--- start of Data rows ---

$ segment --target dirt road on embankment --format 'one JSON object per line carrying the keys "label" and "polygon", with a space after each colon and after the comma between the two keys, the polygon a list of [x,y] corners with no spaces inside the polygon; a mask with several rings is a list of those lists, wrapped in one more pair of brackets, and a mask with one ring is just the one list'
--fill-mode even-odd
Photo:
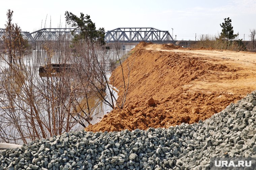
{"label": "dirt road on embankment", "polygon": [[[256,53],[188,50],[145,43],[131,53],[123,64],[125,75],[127,66],[132,68],[124,108],[113,110],[86,130],[191,124],[211,117],[256,89]],[[119,87],[120,103],[124,91],[120,67],[113,72],[110,81],[113,79],[114,86]],[[149,102],[151,98],[154,103]]]}

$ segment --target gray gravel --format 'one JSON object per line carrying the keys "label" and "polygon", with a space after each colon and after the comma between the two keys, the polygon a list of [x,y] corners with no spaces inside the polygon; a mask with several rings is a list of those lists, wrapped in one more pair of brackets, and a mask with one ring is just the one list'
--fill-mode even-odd
{"label": "gray gravel", "polygon": [[256,157],[256,93],[198,123],[31,141],[0,151],[0,170],[208,169],[211,157]]}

--- end of Data rows ---

* _Challenge_
Copy out every record above word for word, leaving out the pictures.

* _Answer for this exercise_
$ segment --target dirt road on embankment --format 'one JSON object per line carrying the keys "label" and "polygon", with a space after each colon and after the comma between the two keys, the polygon a list of [x,y] corners with no spaces inside the polygon; a mask with several rings is a list of those lists, wrapped in one more pair of brackets, and a mask with one ring is just the one list'
--fill-mode even-odd
Photo:
{"label": "dirt road on embankment", "polygon": [[[256,53],[188,50],[145,43],[131,53],[123,64],[125,75],[127,66],[132,68],[124,108],[113,110],[86,130],[191,124],[211,117],[256,89]],[[119,87],[120,103],[124,91],[120,67],[113,72],[110,81],[113,79],[114,86]],[[149,102],[151,98],[154,103]]]}

$ segment --target gray gravel --format 'one JSON object per line carrying the keys "label" and "polygon", with a space after each colon and after the comma between the two keys, the polygon a list of [x,y] corners with no spaces inside the polygon; a mask with several rings is a list of those lists, wrapped in one more pair of brackets, and a mask with one ring is just the one list'
--fill-mode even-odd
{"label": "gray gravel", "polygon": [[256,157],[256,93],[198,123],[31,141],[0,151],[0,170],[208,169],[211,157]]}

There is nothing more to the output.